Aim of the task>
From the code review guidelines below, extract everything from "Peer Reivew +" down to "get them working.", word for word.

Selected text>
────────────────────────────────────────
Complete and on time.

Adjustments based on feedback have been implemented

Skeleton sketch is feasible and sensible, and appropriately detailed

Code Review I (18 possible points, 10% of grade)

Code review is a critical part of codebase creation and maintenance, and is carried out at all tech companies and in many scientific collaborations as well. For our code review, you will be meeting with one of the instructors for ~10 minutes. During this time, you are expected to show your progress (which by CR1 should be ~50% code started/constructed, with 25-50% functional). You will take us through the codebase as it stands, indicating the purpose of elements at roughly the class or function level (but not within). You should also be able to demo at least some of the core functionality of the code. Everyone will be required to make a repo for their project on Github and by the CR1 deadline the code you have so far should be pushed there.

We will also ask you to explain how you did certain things, and you should be comfortable enough with your code to answer. This means, primarily, if you find a snippet on StackOverflow, make sure you take the time to figure out (or ask) how it does the thing.

Finally, code review is also for the coder — we want (and require, see below) you to be able to articulate the challenges/roadblocks/bugs you’re facing, so we can provide advice that helps get you back on track.

In the example I provided above, this might look like showing the database and requests modules, demo-ing the functionality of pulling data and constructing the database. Maybe also (in a notebook/scratch space) showing some initial results from trying out ML training, but incomplete/not yet fully working.

Rubric for CR1

Not present/unacceptable (0)

Needs Improvement (1)

Acceptable (2)

Strong (3)

Completed by deadline

~50% of final codebase has been constructed

Several core features are working (demo-d)

Uses modular structure, functions, and classes and is pushed to GH

Can answer targeted questions about the codebase

Articulates problem areas or elements not working and currently stuck

Code Review II (18 possible points, 10% of grade)

Code Review II will mimic CR1. We will require that by CR2, you have met the minimum requirements of the project in terms of code length/complexity/structure (but not all of that code needs to be working by CR2). We want to be able to say “Good. If you get all this working, and hosted, you’ve met all the requirements of this project.” You should be able to demo all core features (saving convenience / for-fun features till the end). By this point, all code should be in its modular, near-final organization, and again, pushed to your project repo on Github. Finally, by CR2, we want you to show that your code is installed on your own system, and thus can be imported and used from anywhere.

Rubric for CR2

Not present/unacceptable (0)

Needs Improvement (1)

Acceptable (2)

Strong (3)

Completed by deadline

~100% of final codebase has been constructed

Almost all core features are working (can be demo-d)

Uses modular structure, functions, and classes, and is installable

Can answer target questions about codebase

Articulates problem areas or elements not working and currently stuck

Peer Reivew + Final Presentation (21 possible points, 15% of grade)

Final Presentation comprises both the finalized version of the project and codebase, as well as your presentation in front of the class and a peer review, in which we will pair you up with another person/group and ask you to install each other’s packages, and follow provided instructions to get them working.

Note

You should have both instructions for installation and for the use of your code on Github, either in the Readme file or in a doc/tutorial file).
────────────────────────────────────────
Excerpted data>
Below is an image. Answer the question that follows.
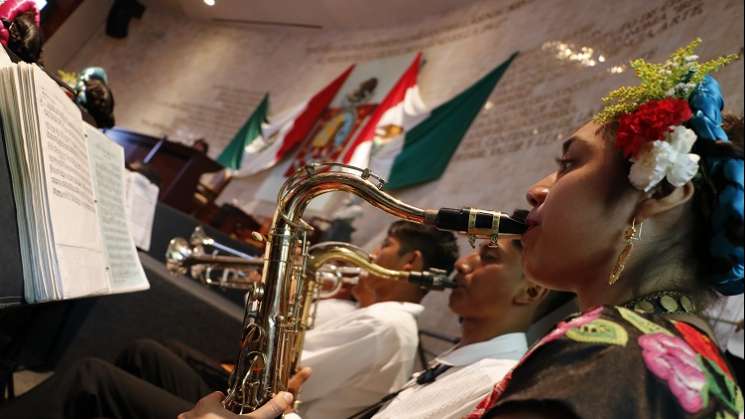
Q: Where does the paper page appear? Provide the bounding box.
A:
────────────────────────────────────────
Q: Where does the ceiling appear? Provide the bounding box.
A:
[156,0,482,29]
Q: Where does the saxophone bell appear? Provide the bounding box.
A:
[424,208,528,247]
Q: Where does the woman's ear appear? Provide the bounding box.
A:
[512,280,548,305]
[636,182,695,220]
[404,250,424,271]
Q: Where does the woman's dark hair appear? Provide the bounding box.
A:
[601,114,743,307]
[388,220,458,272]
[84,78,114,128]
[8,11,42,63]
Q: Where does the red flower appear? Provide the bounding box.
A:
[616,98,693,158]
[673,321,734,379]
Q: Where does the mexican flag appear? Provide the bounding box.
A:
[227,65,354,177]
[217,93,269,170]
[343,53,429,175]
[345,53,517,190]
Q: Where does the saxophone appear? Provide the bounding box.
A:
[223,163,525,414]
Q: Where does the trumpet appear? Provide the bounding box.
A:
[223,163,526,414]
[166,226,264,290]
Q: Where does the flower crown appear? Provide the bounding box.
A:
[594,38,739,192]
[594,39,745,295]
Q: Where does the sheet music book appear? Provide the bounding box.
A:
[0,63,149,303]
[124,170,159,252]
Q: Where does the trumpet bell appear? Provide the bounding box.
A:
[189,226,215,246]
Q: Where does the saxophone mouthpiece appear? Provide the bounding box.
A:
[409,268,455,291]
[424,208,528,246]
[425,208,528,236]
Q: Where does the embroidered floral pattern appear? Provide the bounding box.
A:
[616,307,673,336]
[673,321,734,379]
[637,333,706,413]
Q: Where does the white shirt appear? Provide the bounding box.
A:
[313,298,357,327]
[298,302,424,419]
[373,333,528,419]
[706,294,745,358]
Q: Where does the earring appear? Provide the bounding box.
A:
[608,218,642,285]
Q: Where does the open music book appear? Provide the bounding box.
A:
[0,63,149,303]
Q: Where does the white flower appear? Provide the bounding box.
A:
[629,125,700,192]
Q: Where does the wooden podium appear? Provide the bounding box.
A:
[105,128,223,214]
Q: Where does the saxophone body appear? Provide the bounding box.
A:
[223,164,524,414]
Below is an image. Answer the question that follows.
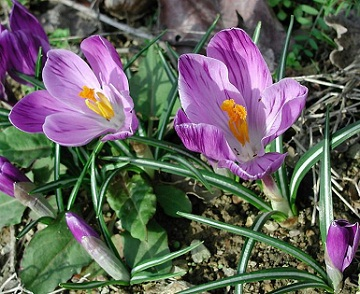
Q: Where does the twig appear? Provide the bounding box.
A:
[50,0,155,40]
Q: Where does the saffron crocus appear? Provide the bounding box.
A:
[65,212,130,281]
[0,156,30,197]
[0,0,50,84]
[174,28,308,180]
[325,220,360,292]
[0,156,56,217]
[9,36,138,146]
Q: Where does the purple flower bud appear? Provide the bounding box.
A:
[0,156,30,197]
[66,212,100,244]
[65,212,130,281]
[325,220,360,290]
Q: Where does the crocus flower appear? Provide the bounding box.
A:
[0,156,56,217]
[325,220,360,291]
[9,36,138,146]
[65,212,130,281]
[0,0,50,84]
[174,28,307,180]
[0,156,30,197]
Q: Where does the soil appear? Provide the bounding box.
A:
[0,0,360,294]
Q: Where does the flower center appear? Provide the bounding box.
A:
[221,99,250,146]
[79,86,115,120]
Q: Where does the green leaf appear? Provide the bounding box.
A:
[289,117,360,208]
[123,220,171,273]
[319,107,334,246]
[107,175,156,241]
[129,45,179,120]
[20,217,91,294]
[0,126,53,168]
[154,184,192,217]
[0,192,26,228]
────────────────────────────────────────
Correct answer>
Peer Reivew + Final Presentation (21 possible points, 15% of grade)

Final Presentation comprises both the finalized version of the project and codebase, as well as your presentation in front of the class and a peer review, in which we will pair you up with another person/group and ask you to install each other’s packages, and follow provided instructions to get them working.